TEXTAUSSCHNITT:
Wie man die richtigen Mitarbeiter findet und bindet
In der ländlichen Region Eifel hatten sich 2010 erstmals Schwierigkeiten abgezeichnet, Pflegefachkräfte für die vier Caritas-Sozialstationen zu finden. Die Annahme, dass es sich um eine dauerhaft neue Situation handeln würde, wurde durch die gesamtgesellschaftliche Diskussion zur demografischen Entwicklung und den damit verbundenen Fachkräftemangel untermauert. Ein Blick auf verschiedene Wirtschaftsunternehmen zeigte, dass diese mit viel Geld in die Offensive gingen. Es bestand also Handlungsbedarf, und das Projekt "Aufbau einer strategischen Personalentwicklung im Caritasverband Westeifel" ging an den Start.

ZU BEANTWORTENDE FRAGEN:
1) Gib den Abschnitt des Textausschnitts wortgetreu wieder, beginnend bei „Wie man die“ und endend bei „an den Start.“.
2) Wie heißt laut dem Textausschnitt das Projekt, das wegen des Handlungsbedarfs an den Start ging?

BEREITGESTELLTE DATEN:
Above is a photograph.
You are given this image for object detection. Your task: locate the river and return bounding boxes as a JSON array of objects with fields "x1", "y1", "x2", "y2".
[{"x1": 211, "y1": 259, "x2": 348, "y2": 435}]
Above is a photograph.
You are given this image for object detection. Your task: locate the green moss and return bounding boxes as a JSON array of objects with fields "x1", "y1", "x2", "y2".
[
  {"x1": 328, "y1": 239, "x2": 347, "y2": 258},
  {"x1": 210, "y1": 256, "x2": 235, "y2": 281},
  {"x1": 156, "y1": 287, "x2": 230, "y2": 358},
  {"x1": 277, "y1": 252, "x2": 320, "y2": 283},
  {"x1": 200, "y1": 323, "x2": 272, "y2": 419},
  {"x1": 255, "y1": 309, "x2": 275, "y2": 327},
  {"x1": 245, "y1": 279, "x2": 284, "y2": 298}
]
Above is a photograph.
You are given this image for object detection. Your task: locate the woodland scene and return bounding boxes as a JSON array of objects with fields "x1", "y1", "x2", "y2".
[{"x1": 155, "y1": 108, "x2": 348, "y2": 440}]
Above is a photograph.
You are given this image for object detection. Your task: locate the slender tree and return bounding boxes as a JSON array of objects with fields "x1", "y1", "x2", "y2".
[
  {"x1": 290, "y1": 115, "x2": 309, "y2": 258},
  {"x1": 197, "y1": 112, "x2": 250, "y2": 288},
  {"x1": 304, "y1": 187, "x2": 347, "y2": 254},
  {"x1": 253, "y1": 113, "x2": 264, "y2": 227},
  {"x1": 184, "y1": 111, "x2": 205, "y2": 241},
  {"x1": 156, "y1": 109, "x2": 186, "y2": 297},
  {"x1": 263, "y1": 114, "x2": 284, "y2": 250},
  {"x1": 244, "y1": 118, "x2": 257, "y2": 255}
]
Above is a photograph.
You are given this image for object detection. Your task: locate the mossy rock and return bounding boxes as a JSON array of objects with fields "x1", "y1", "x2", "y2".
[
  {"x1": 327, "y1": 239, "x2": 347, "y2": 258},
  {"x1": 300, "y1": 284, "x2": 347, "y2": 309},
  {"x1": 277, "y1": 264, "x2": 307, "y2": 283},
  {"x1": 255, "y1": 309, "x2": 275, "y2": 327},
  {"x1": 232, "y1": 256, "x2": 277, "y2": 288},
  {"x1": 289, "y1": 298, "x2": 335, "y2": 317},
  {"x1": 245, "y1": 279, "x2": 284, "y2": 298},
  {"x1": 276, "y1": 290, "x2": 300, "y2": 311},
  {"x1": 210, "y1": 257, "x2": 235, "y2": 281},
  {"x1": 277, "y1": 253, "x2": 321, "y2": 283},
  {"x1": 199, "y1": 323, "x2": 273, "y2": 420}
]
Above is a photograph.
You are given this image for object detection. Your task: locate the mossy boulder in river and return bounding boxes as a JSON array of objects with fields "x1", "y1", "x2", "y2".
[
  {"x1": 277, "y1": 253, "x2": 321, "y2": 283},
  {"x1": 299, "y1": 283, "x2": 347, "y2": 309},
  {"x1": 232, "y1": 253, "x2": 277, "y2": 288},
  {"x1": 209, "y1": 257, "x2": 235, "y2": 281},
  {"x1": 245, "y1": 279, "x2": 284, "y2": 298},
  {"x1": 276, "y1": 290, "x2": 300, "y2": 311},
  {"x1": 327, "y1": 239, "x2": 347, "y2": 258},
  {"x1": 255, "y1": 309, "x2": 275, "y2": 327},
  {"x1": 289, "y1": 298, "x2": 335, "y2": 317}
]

LÖSUNGEN JE AUFGABE:
1)
Wie man die richtigen Mitarbeiter findet und bindet
In der ländlichen Region Eifel hatten sich 2010 erstmals Schwierigkeiten abgezeichnet, Pflegefachkräfte für die vier Caritas-Sozialstationen zu finden. Die Annahme, dass es sich um eine dauerhaft neue Situation handeln würde, wurde durch die gesamtgesellschaftliche Diskussion zur demografischen Entwicklung und den damit verbundenen Fachkräftemangel untermauert. Ein Blick auf verschiedene Wirtschaftsunternehmen zeigte, dass diese mit viel Geld in die Offensive gingen. Es bestand also Handlungsbedarf, und das Projekt "Aufbau einer strategischen Personalentwicklung im Caritasverband Westeifel" ging an den Start.

2) Das Projekt heißt „Aufbau einer strategischen Personalentwicklung im Caritasverband Westeifel“.